Segmentation labeling entries
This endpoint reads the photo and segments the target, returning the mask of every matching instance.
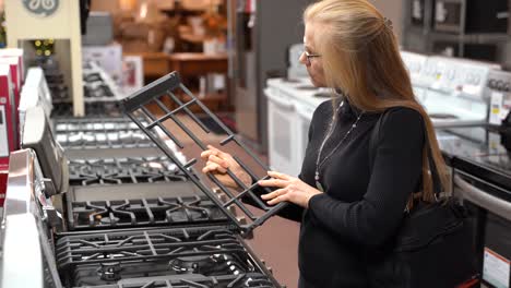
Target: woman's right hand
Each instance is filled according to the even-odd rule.
[[[207,145],[207,149],[201,153],[201,158],[206,161],[202,172],[213,173],[224,185],[238,189],[240,188],[234,180],[227,175],[229,169],[241,182],[250,187],[252,179],[250,176],[239,166],[239,164],[228,153],[225,153],[212,145]]]

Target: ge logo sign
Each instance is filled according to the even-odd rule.
[[[23,5],[29,12],[47,17],[57,11],[60,0],[23,0]]]

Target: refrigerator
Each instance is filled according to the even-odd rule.
[[[259,152],[268,149],[266,79],[285,76],[287,50],[302,43],[302,13],[311,2],[228,0],[229,95],[239,135]]]

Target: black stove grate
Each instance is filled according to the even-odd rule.
[[[73,230],[227,221],[218,206],[200,196],[76,201],[70,217]]]
[[[181,99],[185,100],[185,103]],[[173,106],[177,108],[170,110],[169,106],[166,106],[165,103],[171,103]],[[133,122],[135,122],[140,129],[147,134],[147,136],[170,158],[173,159],[176,165],[185,172],[189,173],[188,169],[198,163],[197,159],[191,159],[186,165],[181,165],[178,159],[174,156],[174,152],[165,144],[165,137],[170,139],[179,148],[185,148],[183,143],[177,136],[177,131],[170,131],[168,127],[177,125],[177,130],[179,132],[183,132],[188,135],[189,139],[192,140],[199,148],[205,151],[207,147],[206,145],[191,132],[190,127],[183,123],[177,113],[182,112],[188,116],[193,124],[199,125],[199,128],[205,132],[210,133],[211,131],[204,125],[204,123],[191,111],[191,107],[199,108],[203,113],[209,116],[211,119],[216,121],[217,125],[221,127],[227,137],[219,142],[219,145],[224,146],[226,144],[234,144],[237,148],[240,148],[246,155],[252,158],[253,163],[259,166],[264,171],[268,171],[269,168],[265,166],[253,153],[251,153],[235,135],[234,133],[225,127],[222,121],[216,118],[209,109],[205,107],[193,94],[181,84],[179,75],[176,72],[173,72],[152,84],[145,86],[140,92],[133,94],[129,98],[124,98],[122,100],[122,106],[124,112],[128,117],[131,118]],[[158,117],[150,110],[151,107],[157,107],[163,116]],[[141,119],[145,120],[145,123],[141,121]],[[163,133],[161,133],[163,132]],[[163,136],[165,135],[165,136]],[[240,157],[234,156],[235,160],[242,167],[242,169],[251,176],[253,180],[259,179],[268,179],[268,177],[258,177],[257,173],[251,170],[246,163],[243,163]],[[226,195],[226,201],[221,201],[216,196],[216,193],[209,187],[206,187],[203,182],[199,181],[198,179],[191,178],[192,181],[206,194],[210,196],[212,201],[218,204],[229,218],[241,229],[242,233],[250,232],[254,227],[263,224],[268,218],[272,215],[276,214],[281,208],[283,208],[286,204],[281,203],[276,206],[269,206],[266,205],[260,197],[254,193],[254,189],[259,188],[257,181],[254,184],[247,187],[243,182],[238,179],[230,170],[227,171],[228,176],[239,185],[242,188],[242,192],[235,195],[227,187],[222,184],[218,179],[209,173],[209,179],[216,184],[223,193]],[[269,189],[264,189],[265,192],[270,192]],[[241,203],[242,197],[248,197],[251,202],[255,203],[262,211],[264,211],[263,215],[257,216],[248,207]],[[239,208],[241,213],[243,213],[248,221],[248,224],[240,223],[236,216],[229,214],[228,207],[235,206]]]
[[[224,227],[67,236],[56,255],[70,287],[276,287]]]
[[[70,185],[187,181],[167,157],[74,159],[69,163]]]

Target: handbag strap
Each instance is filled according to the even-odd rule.
[[[381,125],[384,121],[387,121],[387,118],[389,117],[389,111],[392,108],[387,109],[380,115],[380,118],[375,123],[375,128],[372,129],[371,136],[369,139],[369,165],[371,169],[375,164],[375,156],[376,156],[377,148],[378,148],[378,142],[380,140]],[[424,131],[426,131],[426,127]],[[425,145],[427,145],[426,153],[427,153],[427,158],[428,158],[428,164],[429,164],[429,170],[431,171],[431,181],[432,181],[432,187],[435,191],[435,196],[439,199],[440,195],[442,194],[442,191],[441,191],[442,185],[440,181],[440,176],[438,173],[437,165],[435,165],[435,160],[432,158],[431,145],[429,145],[429,140],[427,135],[425,136]]]

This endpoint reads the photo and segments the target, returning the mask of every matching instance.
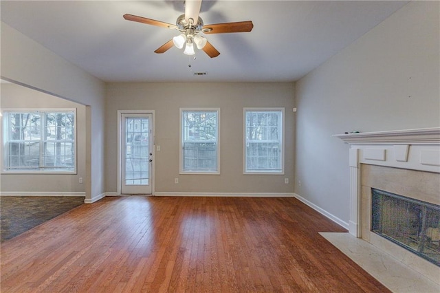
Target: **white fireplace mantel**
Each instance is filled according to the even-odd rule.
[[[440,127],[334,135],[349,144],[350,234],[361,237],[360,164],[440,173]]]

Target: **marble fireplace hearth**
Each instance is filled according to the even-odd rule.
[[[351,145],[350,236],[389,254],[440,288],[440,267],[371,232],[372,188],[440,206],[440,127],[334,136]],[[331,235],[323,236],[338,242]]]

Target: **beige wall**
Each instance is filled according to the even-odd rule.
[[[280,83],[114,83],[106,98],[106,191],[117,191],[118,110],[155,110],[155,191],[292,193],[294,87]],[[285,108],[285,175],[243,175],[243,108]],[[221,175],[179,174],[180,107],[219,107]],[[179,178],[179,184],[174,179]]]
[[[105,84],[9,25],[1,23],[1,77],[87,105],[86,202],[104,190]]]
[[[349,146],[331,135],[440,125],[439,6],[410,2],[296,83],[295,193],[346,223]]]
[[[2,174],[0,191],[14,192],[84,193],[84,184],[78,178],[85,176],[85,107],[27,87],[1,84],[0,107],[20,108],[75,108],[76,109],[77,174],[29,175]]]

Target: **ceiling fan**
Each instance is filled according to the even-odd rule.
[[[178,36],[159,47],[155,53],[164,53],[174,45],[179,49],[185,46],[184,54],[194,55],[195,45],[197,49],[202,50],[211,58],[217,57],[220,52],[206,38],[199,34],[201,32],[209,34],[250,32],[254,28],[251,21],[204,25],[204,21],[199,17],[201,0],[186,0],[184,5],[185,13],[177,17],[175,25],[129,14],[124,14],[124,19],[127,21],[174,29],[181,32]],[[197,23],[195,21],[195,19],[197,20]]]

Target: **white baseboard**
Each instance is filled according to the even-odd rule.
[[[118,195],[118,193],[104,193],[104,196],[122,196],[122,195]]]
[[[335,223],[336,223],[337,224],[338,224],[339,226],[340,226],[341,227],[349,230],[349,224],[344,221],[342,221],[342,219],[340,219],[340,218],[338,218],[338,217],[331,214],[330,213],[327,212],[327,210],[320,208],[319,206],[316,206],[315,204],[309,202],[307,199],[305,199],[304,197],[302,197],[302,196],[297,195],[296,193],[294,193],[294,196],[297,198],[298,200],[300,200],[300,202],[303,202],[304,204],[307,204],[307,206],[310,206],[311,208],[313,208],[314,210],[316,210],[318,213],[319,213],[320,214],[327,217],[327,218],[330,219],[331,221],[334,221]]]
[[[63,192],[63,191],[3,191],[0,196],[82,196],[83,192]]]
[[[175,193],[156,192],[156,196],[188,196],[188,197],[293,197],[294,193]]]

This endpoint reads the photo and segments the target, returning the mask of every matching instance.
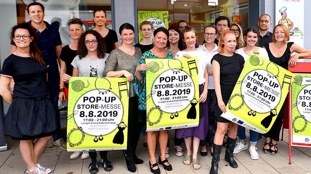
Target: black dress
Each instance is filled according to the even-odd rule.
[[[270,50],[269,43],[263,46],[266,48],[269,56],[269,59],[271,62],[281,66],[283,68],[287,69],[288,60],[290,58],[290,47],[293,45],[294,42],[287,42],[287,46],[286,50],[283,55],[280,57],[276,57],[273,55]],[[276,116],[276,118],[274,121],[274,123],[271,127],[270,130],[267,133],[263,135],[264,137],[271,138],[276,141],[280,141],[280,133],[282,128],[282,125],[283,123],[283,118],[284,117],[284,112],[285,110],[285,105],[288,97],[285,99],[283,105],[280,110],[279,114]]]
[[[225,105],[229,101],[238,79],[242,72],[245,61],[242,56],[234,53],[231,56],[226,56],[218,53],[214,56],[211,63],[215,60],[220,66],[220,88],[222,100]],[[217,121],[229,123],[228,120],[220,116],[223,112],[219,107],[217,107]]]
[[[153,48],[153,43],[149,45],[142,45],[138,43],[134,45],[134,46],[140,48],[141,50],[142,50],[142,54],[148,50],[151,50]]]
[[[66,64],[66,74],[71,76],[72,76],[72,71],[73,70],[73,67],[71,65],[71,63],[77,55],[77,50],[72,50],[69,47],[69,45],[63,47],[62,52],[59,55],[59,58],[65,62]],[[67,88],[68,88],[68,85],[67,83],[64,84],[64,85]]]
[[[31,67],[31,68],[29,68]],[[55,109],[49,99],[47,66],[30,57],[12,54],[1,75],[12,78],[13,100],[6,117],[4,134],[28,140],[52,135],[57,128]]]

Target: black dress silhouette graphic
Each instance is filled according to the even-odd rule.
[[[123,131],[125,129],[125,127],[118,126],[119,131],[118,131],[114,139],[112,140],[112,142],[114,144],[123,144],[124,142],[124,135],[123,134]]]
[[[187,114],[187,118],[188,119],[195,119],[197,118],[197,109],[195,108],[195,106],[197,104],[197,103],[191,102],[191,107],[189,109],[189,111],[188,111],[188,114]]]
[[[276,114],[275,114],[273,113],[273,112],[272,112],[273,110],[275,110],[276,111],[276,110],[275,109],[272,110],[271,111],[270,111],[270,115],[263,119],[263,120],[260,123],[263,126],[263,127],[266,128],[267,128],[271,124],[271,122],[272,121],[272,118],[276,115]]]

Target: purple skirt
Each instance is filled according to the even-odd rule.
[[[203,92],[204,85],[199,86],[200,94]],[[195,137],[200,140],[204,140],[206,137],[208,131],[208,96],[206,100],[202,103],[204,114],[200,117],[199,125],[197,127],[183,128],[177,129],[176,131],[176,137],[179,139],[188,138],[189,137]]]

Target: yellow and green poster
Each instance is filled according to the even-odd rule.
[[[311,146],[311,75],[295,74],[292,85],[291,145]]]
[[[196,57],[146,59],[147,131],[197,126],[199,98]]]
[[[138,38],[139,41],[142,40],[142,35],[140,33],[140,23],[146,20],[151,22],[153,26],[153,30],[160,27],[169,29],[168,11],[138,11]],[[152,40],[153,36],[150,38]]]
[[[253,52],[221,116],[261,133],[273,124],[293,80],[292,73]]]
[[[126,149],[126,78],[72,77],[67,125],[68,151]]]

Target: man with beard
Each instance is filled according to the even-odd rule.
[[[272,25],[271,17],[268,14],[262,14],[259,18],[258,23],[260,35],[258,41],[258,46],[262,47],[265,44],[272,42],[272,33],[269,28]]]

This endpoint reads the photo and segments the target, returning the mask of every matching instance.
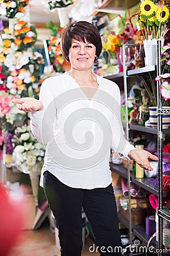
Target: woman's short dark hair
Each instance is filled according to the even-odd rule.
[[[96,55],[100,56],[102,43],[101,36],[97,28],[92,24],[86,21],[73,22],[68,25],[63,31],[61,35],[61,49],[64,57],[68,59],[69,50],[71,46],[72,39],[76,39],[94,44],[96,47]]]

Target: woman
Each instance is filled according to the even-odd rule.
[[[149,158],[158,158],[125,139],[119,88],[92,71],[102,47],[97,28],[85,21],[71,23],[62,33],[61,45],[70,70],[46,79],[40,100],[12,102],[31,112],[32,131],[46,144],[40,185],[57,221],[61,255],[81,255],[82,207],[100,255],[121,255],[110,148],[149,170]]]

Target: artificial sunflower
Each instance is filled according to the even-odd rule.
[[[154,16],[155,5],[151,0],[144,0],[140,5],[141,16],[143,19],[146,19],[148,17]]]
[[[159,23],[162,24],[165,24],[168,21],[169,18],[169,11],[168,8],[164,5],[158,9],[156,13],[155,23],[157,26],[159,26]]]

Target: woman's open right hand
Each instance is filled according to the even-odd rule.
[[[42,110],[44,106],[41,101],[34,98],[26,97],[21,98],[14,98],[12,103],[20,104],[18,108],[20,110],[24,112],[35,112],[35,111]]]

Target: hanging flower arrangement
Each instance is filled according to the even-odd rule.
[[[25,7],[28,5],[29,0],[0,0],[1,8],[6,10],[6,16],[9,18],[14,18],[20,13],[25,13]]]
[[[107,31],[103,37],[103,46],[110,58],[117,59],[116,52],[121,46],[121,41],[119,36],[115,35],[114,32]]]
[[[37,40],[37,33],[34,25],[24,20],[18,20],[14,26],[14,43],[19,50],[31,47]]]
[[[156,77],[161,81],[161,94],[165,101],[170,99],[170,43],[162,47],[162,61],[164,61],[162,74]]]
[[[73,5],[73,0],[44,0],[43,4],[48,12],[56,8],[62,8]]]
[[[170,16],[168,4],[164,1],[141,0],[139,24],[146,40],[162,39],[169,28]]]
[[[28,30],[29,27],[26,25],[25,29]],[[20,43],[19,46],[17,40],[19,38],[13,38],[8,28],[4,29],[3,32],[0,44],[0,85],[3,86],[2,89],[11,94],[18,94],[18,97],[38,98],[40,86],[40,65],[44,62],[42,55],[33,51],[30,47],[27,48],[27,41],[25,42],[24,38],[22,42],[26,42],[26,50],[19,51],[21,44],[24,44],[24,43]],[[35,42],[29,43],[35,43]]]
[[[17,127],[14,134],[13,156],[16,167],[26,174],[40,171],[44,162],[44,145],[36,141],[29,126]]]

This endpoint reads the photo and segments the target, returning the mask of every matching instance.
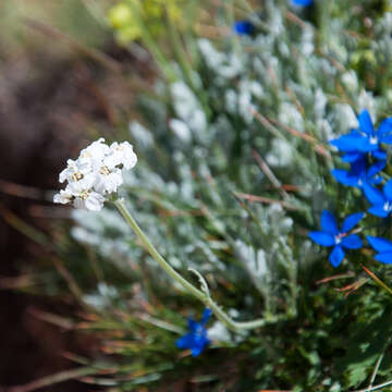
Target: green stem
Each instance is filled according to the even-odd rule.
[[[264,327],[267,322],[277,321],[277,318],[270,319],[257,319],[253,321],[246,322],[236,322],[233,321],[219,306],[216,304],[212,298],[203,293],[200,290],[196,289],[192,283],[189,283],[186,279],[184,279],[179,272],[176,272],[169,262],[159,254],[156,247],[148,240],[147,235],[139,228],[137,222],[132,217],[131,212],[125,207],[125,203],[123,199],[118,199],[114,201],[115,207],[120,211],[120,213],[125,219],[126,223],[131,226],[131,229],[135,232],[137,237],[142,241],[146,250],[154,257],[154,259],[159,264],[159,266],[176,282],[179,282],[185,290],[187,290],[193,296],[197,299],[201,301],[207,307],[209,307],[218,320],[220,320],[223,324],[225,324],[229,329],[233,331],[241,330],[250,330],[255,328]]]

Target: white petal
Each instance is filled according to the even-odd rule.
[[[105,197],[99,193],[91,192],[85,201],[88,210],[100,211],[103,207]]]
[[[60,193],[56,194],[53,196],[53,203],[60,203],[60,204],[68,204],[71,201],[72,193],[65,188],[61,189]]]

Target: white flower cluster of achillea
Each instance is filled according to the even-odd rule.
[[[122,170],[137,162],[130,143],[114,142],[110,147],[101,137],[83,149],[76,160],[69,159],[59,181],[65,189],[53,197],[54,203],[73,204],[76,208],[99,211],[108,195],[123,183]]]

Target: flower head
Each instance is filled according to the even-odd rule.
[[[343,160],[354,162],[370,152],[376,159],[385,160],[387,152],[381,148],[381,143],[392,144],[392,118],[383,120],[375,130],[370,114],[363,110],[358,115],[359,130],[353,130],[347,135],[331,140],[331,145],[345,152]]]
[[[206,324],[211,317],[211,309],[206,308],[203,313],[201,321],[197,322],[193,319],[188,319],[188,330],[189,333],[186,333],[176,341],[176,346],[179,348],[189,348],[192,356],[198,356],[210,340],[207,338]]]
[[[375,259],[383,264],[392,264],[392,242],[381,237],[372,237],[368,235],[368,243],[378,252]]]
[[[372,204],[368,211],[376,217],[387,218],[392,212],[392,180],[388,181],[382,192],[365,184],[364,193]]]
[[[252,36],[255,33],[255,25],[249,21],[236,21],[233,24],[233,30],[237,35]]]
[[[329,259],[338,267],[344,259],[344,249],[358,249],[363,246],[356,234],[347,234],[363,219],[364,212],[352,213],[344,219],[342,230],[338,229],[336,220],[330,211],[321,213],[322,231],[310,232],[309,237],[321,246],[333,246]]]
[[[378,185],[382,177],[377,175],[385,167],[385,161],[377,161],[369,169],[366,168],[366,160],[359,158],[351,164],[351,170],[334,169],[332,175],[338,182],[347,186],[363,188],[365,184]]]
[[[137,157],[127,142],[114,142],[109,147],[99,138],[84,148],[76,160],[66,161],[59,181],[68,184],[54,195],[53,201],[99,211],[106,197],[123,183],[122,170],[132,169],[136,162]]]

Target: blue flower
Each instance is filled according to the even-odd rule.
[[[198,356],[204,351],[205,346],[210,342],[207,338],[207,330],[205,326],[211,317],[211,309],[206,308],[203,313],[200,322],[189,318],[188,330],[191,332],[180,338],[176,341],[176,346],[183,350],[189,348],[192,356]]]
[[[313,3],[313,0],[292,0],[293,5],[307,7]]]
[[[344,250],[358,249],[363,246],[358,235],[350,232],[364,217],[364,212],[350,215],[342,224],[342,230],[338,229],[336,220],[330,211],[323,210],[321,213],[321,228],[323,231],[310,232],[309,237],[321,246],[333,246],[329,255],[329,260],[333,267],[338,267],[344,259]]]
[[[255,33],[255,25],[249,21],[236,21],[233,24],[233,30],[237,35],[252,36]]]
[[[376,159],[385,160],[387,152],[381,149],[380,144],[392,144],[392,118],[381,122],[376,131],[367,110],[363,110],[358,115],[359,130],[353,130],[347,135],[331,140],[331,145],[345,152],[345,162],[355,162],[370,152]]]
[[[392,180],[384,185],[382,192],[367,184],[363,189],[367,199],[372,204],[368,209],[370,213],[387,218],[392,212]]]
[[[378,252],[378,255],[375,256],[376,260],[383,264],[392,264],[392,242],[370,235],[366,238],[372,248]]]
[[[351,170],[334,169],[332,175],[343,185],[363,188],[365,184],[378,185],[382,177],[376,175],[385,167],[385,161],[377,161],[369,169],[366,168],[366,160],[359,158],[351,164]]]

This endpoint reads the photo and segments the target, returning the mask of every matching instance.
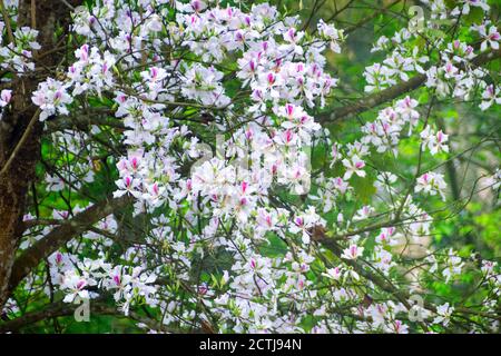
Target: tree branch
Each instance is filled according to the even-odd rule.
[[[86,231],[94,224],[112,214],[116,209],[125,207],[129,201],[130,198],[128,196],[107,198],[47,234],[45,238],[38,240],[16,259],[10,276],[9,290],[12,291],[43,258],[49,257],[59,247],[71,240],[75,236]]]

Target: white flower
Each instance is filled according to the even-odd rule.
[[[436,307],[438,316],[434,318],[433,323],[441,323],[443,326],[448,326],[451,320],[451,315],[454,313],[454,307],[449,306],[449,303],[442,304]]]
[[[343,166],[346,167],[346,172],[343,176],[343,179],[350,179],[353,174],[357,175],[358,177],[365,177],[365,170],[363,168],[365,167],[365,162],[358,158],[358,156],[354,155],[350,159],[343,159],[342,160]]]
[[[12,90],[3,89],[0,93],[0,108],[6,107],[12,99]]]
[[[351,245],[348,248],[343,250],[343,255],[341,255],[341,258],[356,259],[357,257],[362,256],[363,251],[364,251],[363,247]]]
[[[430,171],[418,178],[414,191],[419,192],[423,190],[432,196],[440,194],[442,200],[445,201],[444,190],[446,186],[443,175]]]
[[[55,113],[69,113],[66,105],[71,103],[72,98],[66,92],[66,89],[67,85],[52,78],[38,85],[38,90],[33,92],[31,100],[40,107],[40,121]]]

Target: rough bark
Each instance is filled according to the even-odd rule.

## Instruction
In the records above, find the line containing "Target: rough bark"; please retype it and every line after it through the last line, exactly and with nothing else.

## Worked solution
Target: rough bark
Each instance is filled according to the even-odd rule.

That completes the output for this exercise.